-- Opening Marker --

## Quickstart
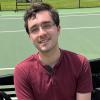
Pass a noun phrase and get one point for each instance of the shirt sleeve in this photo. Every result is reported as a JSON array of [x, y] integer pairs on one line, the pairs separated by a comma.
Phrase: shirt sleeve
[[84, 83], [22, 84]]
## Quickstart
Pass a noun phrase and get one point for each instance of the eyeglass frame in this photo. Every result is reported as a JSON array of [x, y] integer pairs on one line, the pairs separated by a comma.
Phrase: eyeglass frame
[[44, 25]]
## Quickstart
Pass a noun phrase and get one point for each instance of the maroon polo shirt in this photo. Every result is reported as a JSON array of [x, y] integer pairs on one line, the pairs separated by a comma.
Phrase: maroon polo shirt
[[70, 75]]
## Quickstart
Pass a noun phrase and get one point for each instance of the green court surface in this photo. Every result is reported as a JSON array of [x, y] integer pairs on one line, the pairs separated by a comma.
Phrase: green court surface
[[80, 32]]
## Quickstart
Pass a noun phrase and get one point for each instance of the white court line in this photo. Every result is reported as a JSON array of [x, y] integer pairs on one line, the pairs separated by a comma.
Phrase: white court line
[[77, 28], [12, 31], [10, 18], [6, 69], [79, 15], [61, 15], [69, 28]]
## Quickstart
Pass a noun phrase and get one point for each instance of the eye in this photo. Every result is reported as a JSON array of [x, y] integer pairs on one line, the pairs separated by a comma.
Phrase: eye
[[34, 29], [47, 25]]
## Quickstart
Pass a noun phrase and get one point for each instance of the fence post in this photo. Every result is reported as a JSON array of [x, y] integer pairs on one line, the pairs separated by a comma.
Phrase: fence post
[[0, 6], [79, 4]]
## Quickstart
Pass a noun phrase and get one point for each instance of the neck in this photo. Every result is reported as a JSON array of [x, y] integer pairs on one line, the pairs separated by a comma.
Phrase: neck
[[50, 58]]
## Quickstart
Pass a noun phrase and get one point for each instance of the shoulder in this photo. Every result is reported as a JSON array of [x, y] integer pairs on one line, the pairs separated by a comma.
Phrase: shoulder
[[74, 57], [26, 65], [77, 62]]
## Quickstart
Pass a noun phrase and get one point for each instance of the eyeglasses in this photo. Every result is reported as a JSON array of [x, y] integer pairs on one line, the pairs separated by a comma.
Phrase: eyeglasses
[[45, 26]]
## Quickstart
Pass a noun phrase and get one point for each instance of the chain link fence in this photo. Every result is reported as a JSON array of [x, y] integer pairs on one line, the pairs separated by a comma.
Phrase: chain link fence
[[24, 4]]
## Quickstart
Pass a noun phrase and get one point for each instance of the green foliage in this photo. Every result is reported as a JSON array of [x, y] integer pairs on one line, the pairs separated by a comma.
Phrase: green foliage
[[11, 4]]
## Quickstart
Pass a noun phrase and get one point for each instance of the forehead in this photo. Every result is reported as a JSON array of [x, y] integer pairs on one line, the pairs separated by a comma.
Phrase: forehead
[[42, 16]]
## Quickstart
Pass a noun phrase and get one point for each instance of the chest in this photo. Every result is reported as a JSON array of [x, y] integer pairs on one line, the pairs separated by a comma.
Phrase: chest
[[61, 85]]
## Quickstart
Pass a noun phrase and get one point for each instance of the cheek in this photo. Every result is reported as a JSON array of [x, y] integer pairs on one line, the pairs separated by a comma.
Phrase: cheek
[[32, 38]]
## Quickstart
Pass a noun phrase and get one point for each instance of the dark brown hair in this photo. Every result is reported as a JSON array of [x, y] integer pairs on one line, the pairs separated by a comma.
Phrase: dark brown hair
[[37, 7]]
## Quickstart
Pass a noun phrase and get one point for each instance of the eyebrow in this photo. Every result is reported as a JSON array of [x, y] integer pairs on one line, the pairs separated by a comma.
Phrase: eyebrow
[[40, 24]]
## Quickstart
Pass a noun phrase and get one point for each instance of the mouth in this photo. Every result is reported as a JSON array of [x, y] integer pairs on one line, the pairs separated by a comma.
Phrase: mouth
[[44, 41]]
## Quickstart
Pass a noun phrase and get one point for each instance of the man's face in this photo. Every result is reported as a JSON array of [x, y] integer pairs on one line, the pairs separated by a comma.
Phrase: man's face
[[43, 32]]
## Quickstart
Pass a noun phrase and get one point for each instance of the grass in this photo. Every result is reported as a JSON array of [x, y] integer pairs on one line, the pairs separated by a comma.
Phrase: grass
[[11, 4]]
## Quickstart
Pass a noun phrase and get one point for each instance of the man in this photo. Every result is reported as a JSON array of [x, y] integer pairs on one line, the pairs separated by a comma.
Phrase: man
[[52, 73]]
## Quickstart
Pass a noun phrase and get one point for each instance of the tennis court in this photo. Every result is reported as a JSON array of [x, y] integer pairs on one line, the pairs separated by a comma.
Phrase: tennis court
[[80, 33]]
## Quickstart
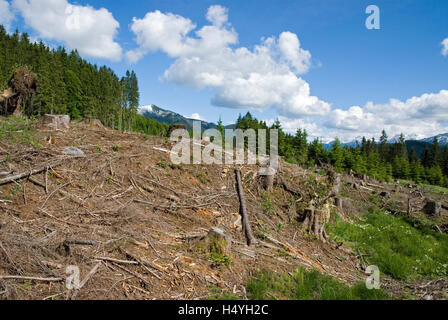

-- Closing Marker --

Produce an exact copy of every line above, with the images left out.

Written answer ->
## Quickstart
Pass a noun phrase and get one point for each instance of the shirt sleeve in this photo. Every result is reported as a JSON array of [x, y] integer pairs on one line, the pairs separated by a comma.
Phrase: shirt sleeve
[[84, 83], [22, 84]]
## Quickstart
Pass a noun phrase and get one point for each instance of the eyeglass frame in this photo. Every result is reported as a JSON array of [x, y] integer pairs on one line, the pairs separated by a comma.
Phrase: eyeglass frame
[[44, 25]]
## Quickstart
Pass a noun phrase and get one point for each instance of the maroon polo shirt in this photo. Every result is reported as a JSON array of [x, y] integer pairs on one line, the pairs separated by a comma.
Phrase: maroon polo shirt
[[70, 75]]
## Quickstart
Pass a noun phrase and get one point for each instance of the green court surface in this photo. Every result is reported as a JSON array of [x, y] integer pairs on one line, the pairs separated by a comma.
Phrase: green court surface
[[80, 32]]
## Quickstart
Pass a noun phrase and get one point for each instance of the white court line in this photo. Every result is reported as a JSON array of [x, y] integer pairs on one line, the pairs separated by a comma.
Phrase: white court line
[[77, 28], [12, 31], [10, 18], [6, 69], [79, 15], [61, 15], [69, 28]]
## Quickstart
Pass a noun phrase and get one point for each instance of the eye in this photo. Every result is reported as a JSON array of [x, y] integer pairs on one line, the pairs separated by a comma.
Phrase: eye
[[34, 29], [47, 25]]
## Quickstart
Pass a noun phrase and get one point for each instance of the fence post in this photo. Every result is reported as a JSON array of [x, y] integer pairs on one line, the pairs separated by a comma.
Phrase: fence post
[[0, 6], [79, 4]]
## Quickstart
Pass a noun phrase and get one point for each instance of the neck in this photo. Every result is reported as a JSON array of [x, y] integer pairs on one line, the pairs separated by a comma.
Phrase: neck
[[50, 58]]
## Quickstart
Pass a noun phrase and get one point for each instance of the shoulder in this photo. Every result is reported as a JSON array of [x, y] integer pairs on one line, the pairs separated by a comma.
Phrase: shoulder
[[74, 57], [26, 65], [77, 62]]
## Quickstart
Pass a noun phrase and get one point for each instance of the eyeglasses in this photo. Every result is reported as a JSON array of [x, y] integer pairs on one line, the pairs separated by a comma.
Phrase: eyeglasses
[[45, 26]]
## Quickstart
Pass a noun phrase and get one point for each instance of the chain link fence in this photo. Every result is reported as a JSON array of [x, y] integer pairs on one line, the pairs separated by a comma.
Phrase: chain link fence
[[24, 4]]
## Quickstart
Pass a noun phrase and get one point for each instance of the green foliage in this photo. Every result is reported as a JSON array of [x, y] integer pairs on one line, the pairs separated by a comma.
Phrase: green foliage
[[11, 4]]
## Quickstart
Pass a noun phrase and get one point for each instance of the forehead in this photo. Every result is reported as a JSON array of [x, y] integer pairs on one line, the pairs separated by a comma.
Phrase: forehead
[[42, 16]]
## Quickstart
Pass a noun phrase and get one point for each instance of the chest in this photo. Every result is reported as a JSON array of [x, y] integer pairs on one line, the pairs separated by a comma.
Phrase: chest
[[61, 85]]
## Quickstart
Pass a noun phrase and get one point for each instance of the cheek in this photo. Every result is reported as a JSON array of [x, y] integer pairs on one line, the pairs separated by a comma.
Phrase: cheek
[[32, 38]]
## Quickstart
Pass a noun phrase and get one point for each instance of the dark brown hair in this photo. Every result is reported as a JSON array of [x, y] integer pairs on one line, the pairs separated by a comma.
Phrase: dark brown hair
[[37, 7]]
## Quickstart
Pass a noun phrase and get one point for each instance of the eyebrow in this photo. Every result is reported as a JSON array of [x, y] integer pairs on one line, the pairs separated by a comma.
Phrase: eyebrow
[[40, 24]]
## Quickstart
Pass a noun phrase and get one point for each instance of the mouth in this photo. Every result is reported as a JSON array of [x, y] integer pairs on one line, the pairs separated by a comma.
Phrase: mouth
[[44, 41]]
## Quickstart
Pass a noun phrase and get one point for each instance of the man's face in this photo. Every result is reported as a JSON array of [x, y] integer pairs on one line, the pairs separated by a comma.
Phrase: man's face
[[43, 32]]
## Quickstart
Pass a noun phrase and get one point for each instance of the grass in this photo. Every result is reported as a JSON array of [x, y] integer pairs on one line, the pairs separated by a comma.
Phrase: grass
[[11, 4]]
## Quickstart
Pass a noun phrase and get one point for each instance of the man in this photo. Every result is reported as a JSON array of [x, y] integer pairs on one line, the pairs separated by a comma.
Phrase: man
[[52, 73]]
## Quickstart
Pass a noun phrase and get one point for each instance of the tennis court in this photo. Every result is reported as a JSON array of [x, y] integer pairs on one line, the pairs separated by a comma.
Phrase: tennis court
[[80, 33]]
## Quickstart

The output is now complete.